• FRAGMENTO CITADO:
########################################

La
captación del rostro humano por medio de una interpretación artística
se remonta a las primeras grandes civilizaciones de la tierra. Después
de un momento inicial, la Prehistoria, en el que no hay apenas
retratos, es a partir de culturas como Egipto (por ejemplo, en los
tardíos retratos de El-Fayum) o las de Mesopotamia (Sumer, Acad,
Babilonia, Persia) cuando surge la necesidad de captar la imagen de los
personajes más destacados de esos territorios. En un principio, el arte
se muestra al servicio de las clases dirigentes (reyes, faraones, alto
clero) que empiezan a comprender el enorme poder que tiene la imagen
como vehículo transmisor de mensajes de poder o riqueza. A todos los
efectos, la imagen de un dirigente le representa enteramente, es él
mismo, por lo que se imponen lenguajes con tendencia a la
simplificación, a la abstracción de perfiles y volúmenes. Pero al mismo
tiempo surge la otra gran opción estilística que va a perdurar en los
siglos posteriores: el naturalismo, la recreación más o menos fidedigna de los rasgos del ser humano,
de lo que le diferencia del resto. A este respecto, el periodo
"amarniano" del Imperio Nuevo egipcio - hacia el s. XIV a.C. - supone
una verdadera revolución, una lección para el arte de otras culturas,
como la griega o la romana. Allí aparecen hombres y mujeres alejados de
cualquier idealización: ancianos, feos, decrépitos... y, sin embargo,
se están plantando las bases del arte como testimonio fundamental de la
historia de la Humanidad. Egipto ejerció una influencia decisiva en las
culturas del Egeo, en el Mediterráneo Oriental, especialmente en la
griega. Así, por ejemplo, en los frescos del palacio cretense de Cnosos
vemos desfilar a mujeres coquetas y hombres musculosos, cuya imagen
está destinada a reflejar el sofisticado nivel de vida alcanzado. En
las fases posteriores del arte griego, el retrato se convirtió en el
testimonio perfecto de que se había alcanzado un nuevo grado de
civilización. Los valores de libertad y democracia tuvieron que
concretarse en una imagen renovada del ser humano, en unos retratos a
medio camino entre la idealización y el naturalismo, como en el retrato
de Pericles (s. V a.C.) en el periodo clásico o, ya en el helenístico,
el de algunos filósofos. Pero aún faltaba un paso más para entrar en la
concepción plenamente occidental del retrato. Ese protagonismo le
correspondería a Roma, primero en su período republicano, más tarde en
el imperial. Existían numerosas razones para ello: la copia de
esculturas griegas, un sentimiento exacerbado del individualismo, el
orgullo de saberse los dueños de casi todo el mundo conocido, etc.

########################################

• DATOS:
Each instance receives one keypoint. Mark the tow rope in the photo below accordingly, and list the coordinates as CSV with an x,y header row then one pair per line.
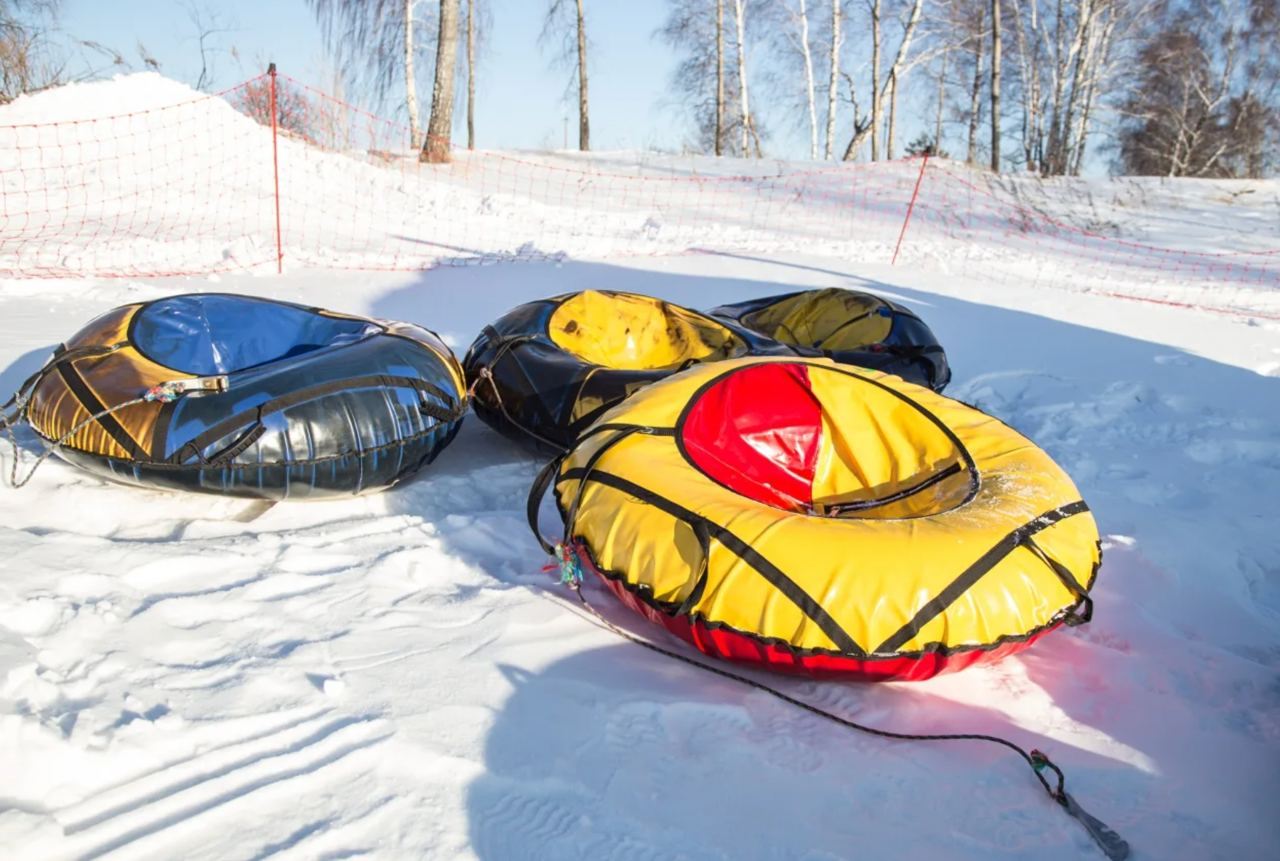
x,y
570,569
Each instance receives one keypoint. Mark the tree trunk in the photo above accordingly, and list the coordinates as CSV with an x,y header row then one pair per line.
x,y
876,100
864,128
744,105
584,126
832,81
942,92
720,77
995,86
976,94
435,149
471,74
808,78
415,127
892,114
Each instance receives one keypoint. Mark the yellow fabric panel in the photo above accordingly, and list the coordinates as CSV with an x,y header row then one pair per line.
x,y
661,554
110,328
626,331
872,576
828,319
876,444
114,379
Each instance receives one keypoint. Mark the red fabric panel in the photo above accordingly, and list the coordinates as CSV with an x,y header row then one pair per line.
x,y
743,649
757,431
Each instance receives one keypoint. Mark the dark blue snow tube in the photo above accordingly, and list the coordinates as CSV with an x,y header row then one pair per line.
x,y
270,399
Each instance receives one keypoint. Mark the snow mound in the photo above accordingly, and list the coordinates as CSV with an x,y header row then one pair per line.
x,y
122,94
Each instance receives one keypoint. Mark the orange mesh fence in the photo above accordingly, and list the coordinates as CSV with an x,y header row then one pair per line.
x,y
191,188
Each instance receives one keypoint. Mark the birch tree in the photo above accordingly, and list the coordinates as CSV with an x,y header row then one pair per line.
x,y
909,23
833,81
471,74
439,127
1206,97
792,33
720,77
566,21
378,44
708,74
996,12
746,126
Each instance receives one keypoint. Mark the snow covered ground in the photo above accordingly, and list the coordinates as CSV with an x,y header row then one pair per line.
x,y
396,677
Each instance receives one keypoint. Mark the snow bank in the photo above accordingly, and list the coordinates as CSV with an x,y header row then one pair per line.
x,y
396,676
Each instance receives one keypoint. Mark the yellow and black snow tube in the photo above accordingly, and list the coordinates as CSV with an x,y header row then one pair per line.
x,y
818,518
545,370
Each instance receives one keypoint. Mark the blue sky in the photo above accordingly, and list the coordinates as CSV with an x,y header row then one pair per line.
x,y
521,97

########################################

• INSTRUCCIONES:
**A.** ¿Qué culturas de Mesopotamia enumera entre paréntesis el fragmento sobre la historia del retrato?
**B.** Retoma el fragmento sobre la historia del retrato a partir de su última frase y continúalo.
No hace falta consultar las entradas.

• RESPUESTAS:
**A.** Sumer, Acad, Babilonia y Persia.

**B.**
Frente a las concepciones previas del retrato, en Roma se impone el
valor exclusivo de documento de época: veremos aparecer senadores,
cónsules, emperadores, pero también la narración de las batallas y de
los triunfos cosechados en todos los lugares. Esa preeminencia del
naturalismo en el retrato romano vendría a ser reprimida por la llegada
de una nueva religión, el cristianismo, que valoró la belleza
espiritual sobre la física. Éste es el rasgo decisivo en la evolución
del retrato en el milenio siguiente, y a través de periodos como el
prerrománico, el románico o el gótico los retratos descriptivos son
minoría, arrinconados ante la temática religiosa, que consideraba la
imagen en términos de educación moral y no de narración. A finales de
la Edad Media, una serie de acontecimientos permite iniciar una nueva
etapa para la Humanidad: de manera progresiva el hombre sustituye a
Dios como centro del universo. Cada uno ocupa su propia parcela y la
del hombre es el conocimiento del medio natural, del mundo físico. Como
siempre había sucedido, otra vez será el retrato el género artístico
encargado de mostrar con toda nitidez el alcance de esas
transformaciones. Pronto surgen dos núcleos geográficos donde irradian
las nuevas imágenes: los Países Bajos e Italia.